(Data pulled from a collection)
[Start]
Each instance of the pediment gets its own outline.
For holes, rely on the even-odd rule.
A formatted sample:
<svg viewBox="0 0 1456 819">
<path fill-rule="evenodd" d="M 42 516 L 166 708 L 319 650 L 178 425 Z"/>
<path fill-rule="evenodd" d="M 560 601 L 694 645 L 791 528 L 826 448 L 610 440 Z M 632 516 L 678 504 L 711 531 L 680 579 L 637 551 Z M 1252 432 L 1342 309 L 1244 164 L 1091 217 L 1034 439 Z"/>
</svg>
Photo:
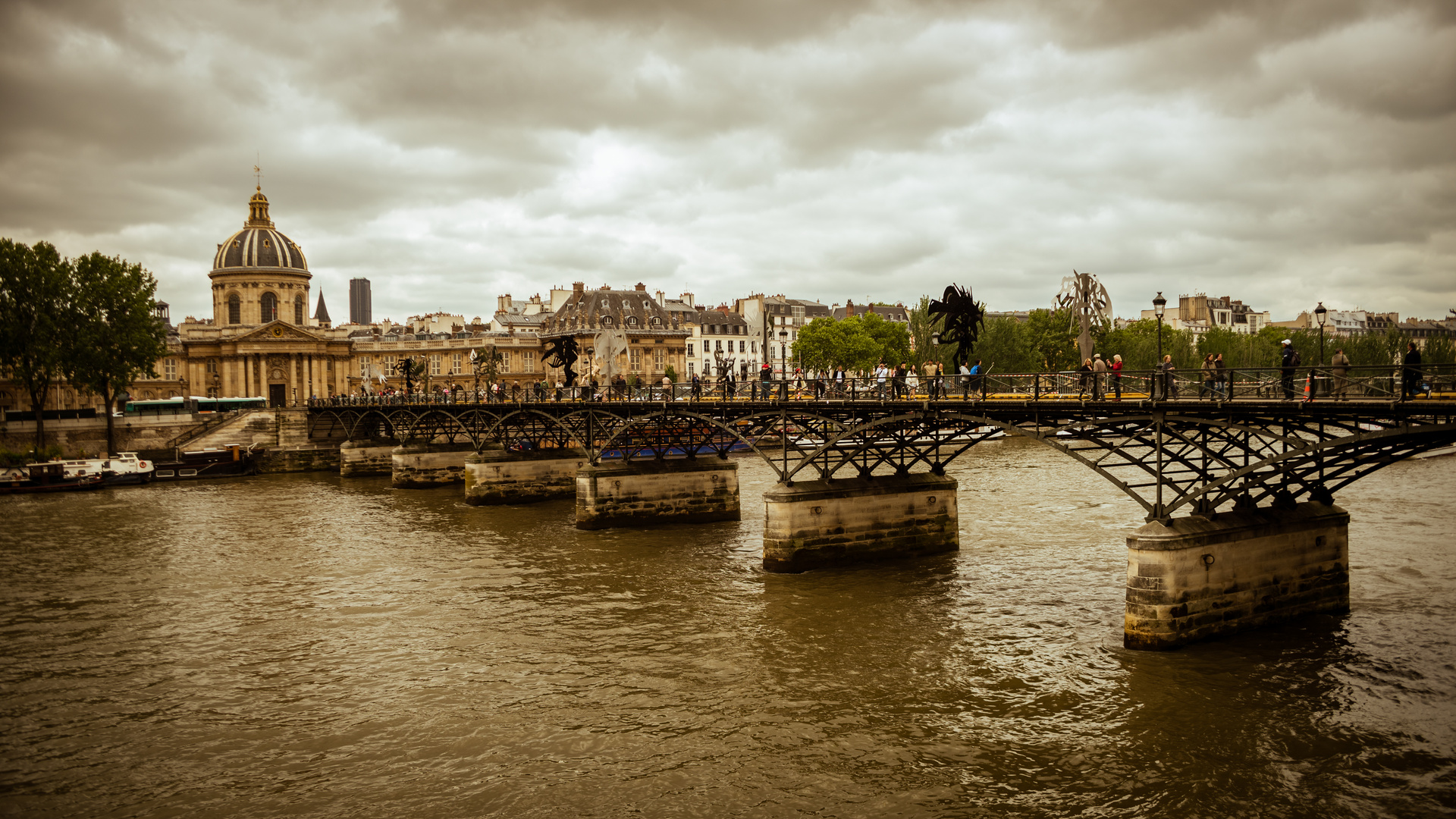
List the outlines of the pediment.
<svg viewBox="0 0 1456 819">
<path fill-rule="evenodd" d="M 285 321 L 272 321 L 229 341 L 323 341 L 323 337 Z"/>
</svg>

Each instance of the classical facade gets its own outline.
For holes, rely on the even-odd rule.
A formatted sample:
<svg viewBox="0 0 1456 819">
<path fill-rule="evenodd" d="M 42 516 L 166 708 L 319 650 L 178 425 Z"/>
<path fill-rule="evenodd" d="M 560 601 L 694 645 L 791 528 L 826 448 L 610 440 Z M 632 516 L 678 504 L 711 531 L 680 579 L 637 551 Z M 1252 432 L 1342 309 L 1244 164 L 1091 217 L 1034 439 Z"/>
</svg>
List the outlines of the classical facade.
<svg viewBox="0 0 1456 819">
<path fill-rule="evenodd" d="M 242 230 L 217 245 L 207 277 L 213 318 L 182 322 L 173 353 L 159 366 L 163 377 L 138 382 L 132 395 L 266 398 L 269 407 L 297 407 L 348 389 L 348 334 L 310 315 L 309 262 L 274 226 L 261 188 L 248 201 Z"/>
</svg>

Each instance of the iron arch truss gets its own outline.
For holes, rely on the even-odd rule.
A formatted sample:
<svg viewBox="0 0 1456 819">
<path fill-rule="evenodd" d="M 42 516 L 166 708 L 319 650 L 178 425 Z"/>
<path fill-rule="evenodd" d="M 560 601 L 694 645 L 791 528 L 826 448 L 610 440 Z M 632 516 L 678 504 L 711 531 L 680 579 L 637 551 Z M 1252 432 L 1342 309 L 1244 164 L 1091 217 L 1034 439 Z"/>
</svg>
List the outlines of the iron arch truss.
<svg viewBox="0 0 1456 819">
<path fill-rule="evenodd" d="M 1329 503 L 1382 466 L 1456 444 L 1456 405 L 960 401 L 384 404 L 310 408 L 314 437 L 581 446 L 591 462 L 753 452 L 780 481 L 943 474 L 1015 434 L 1093 469 L 1149 519 L 1179 509 Z"/>
</svg>

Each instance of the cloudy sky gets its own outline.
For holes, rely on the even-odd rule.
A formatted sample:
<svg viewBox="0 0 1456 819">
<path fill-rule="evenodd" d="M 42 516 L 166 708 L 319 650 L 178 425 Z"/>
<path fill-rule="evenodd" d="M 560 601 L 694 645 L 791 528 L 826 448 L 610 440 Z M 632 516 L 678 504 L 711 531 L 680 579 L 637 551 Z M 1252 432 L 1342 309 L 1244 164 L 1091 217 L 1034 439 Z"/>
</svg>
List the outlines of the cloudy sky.
<svg viewBox="0 0 1456 819">
<path fill-rule="evenodd" d="M 1456 3 L 0 3 L 0 235 L 210 313 L 261 157 L 333 318 L 644 281 L 1456 307 Z"/>
</svg>

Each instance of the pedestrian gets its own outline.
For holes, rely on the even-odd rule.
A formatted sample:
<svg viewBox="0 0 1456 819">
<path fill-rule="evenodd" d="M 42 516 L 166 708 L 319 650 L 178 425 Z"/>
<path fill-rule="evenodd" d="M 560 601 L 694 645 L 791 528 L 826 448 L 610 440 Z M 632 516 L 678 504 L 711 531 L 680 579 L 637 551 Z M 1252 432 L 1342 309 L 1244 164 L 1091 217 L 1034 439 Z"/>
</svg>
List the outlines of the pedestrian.
<svg viewBox="0 0 1456 819">
<path fill-rule="evenodd" d="M 1411 341 L 1405 345 L 1405 369 L 1401 370 L 1401 398 L 1415 398 L 1421 392 L 1421 351 Z"/>
<path fill-rule="evenodd" d="M 1341 347 L 1335 350 L 1335 354 L 1329 358 L 1329 375 L 1334 376 L 1335 383 L 1331 385 L 1331 395 L 1337 401 L 1347 401 L 1350 393 L 1350 356 L 1345 356 L 1345 348 Z"/>
<path fill-rule="evenodd" d="M 1294 369 L 1299 367 L 1299 350 L 1294 350 L 1294 342 L 1287 338 L 1281 344 L 1278 383 L 1280 389 L 1284 391 L 1284 401 L 1293 401 Z"/>
</svg>

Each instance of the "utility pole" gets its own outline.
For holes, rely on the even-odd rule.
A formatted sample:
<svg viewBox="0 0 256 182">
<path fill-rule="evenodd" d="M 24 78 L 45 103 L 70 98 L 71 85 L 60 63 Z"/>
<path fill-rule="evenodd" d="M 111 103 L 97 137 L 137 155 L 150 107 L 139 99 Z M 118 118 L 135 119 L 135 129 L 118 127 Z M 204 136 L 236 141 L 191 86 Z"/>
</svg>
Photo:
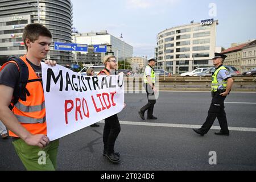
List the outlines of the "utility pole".
<svg viewBox="0 0 256 182">
<path fill-rule="evenodd" d="M 36 7 L 36 9 L 38 9 L 38 23 L 40 23 L 40 7 L 39 7 L 39 0 L 38 0 L 38 1 L 37 1 L 37 6 L 35 6 L 33 5 L 31 5 L 28 2 L 27 2 L 27 4 L 31 6 Z"/>
<path fill-rule="evenodd" d="M 164 40 L 164 80 L 166 80 L 166 43 Z"/>
<path fill-rule="evenodd" d="M 40 7 L 39 7 L 39 0 L 38 0 L 38 23 L 40 23 Z"/>
</svg>

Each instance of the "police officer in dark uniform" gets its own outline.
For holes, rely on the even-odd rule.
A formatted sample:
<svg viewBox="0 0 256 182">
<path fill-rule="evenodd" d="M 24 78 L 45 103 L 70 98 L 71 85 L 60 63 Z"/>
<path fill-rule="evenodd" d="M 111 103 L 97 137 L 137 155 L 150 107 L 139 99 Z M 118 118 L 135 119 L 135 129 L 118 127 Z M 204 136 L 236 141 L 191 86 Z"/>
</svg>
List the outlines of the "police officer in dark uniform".
<svg viewBox="0 0 256 182">
<path fill-rule="evenodd" d="M 148 103 L 139 111 L 139 115 L 143 120 L 145 119 L 144 114 L 147 110 L 147 119 L 157 119 L 157 118 L 153 115 L 154 106 L 156 103 L 155 93 L 157 92 L 155 87 L 155 75 L 153 67 L 155 65 L 156 59 L 155 57 L 152 57 L 148 61 L 148 64 L 145 68 L 143 78 Z"/>
<path fill-rule="evenodd" d="M 215 53 L 213 58 L 213 64 L 216 68 L 212 76 L 212 103 L 208 111 L 206 121 L 200 129 L 193 129 L 196 133 L 204 136 L 212 127 L 216 118 L 218 118 L 221 130 L 216 132 L 216 135 L 229 135 L 226 113 L 224 110 L 224 100 L 229 94 L 233 80 L 228 69 L 222 64 L 226 57 L 223 54 Z"/>
</svg>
[End]
• TASK REQUIREMENTS:
List every line of the rows above that contains the word "utility", treating uppercase and lowercase as different.

• RESULT:
Each instance of the "utility pole" gets its own outline.
List the outlines of the "utility pole".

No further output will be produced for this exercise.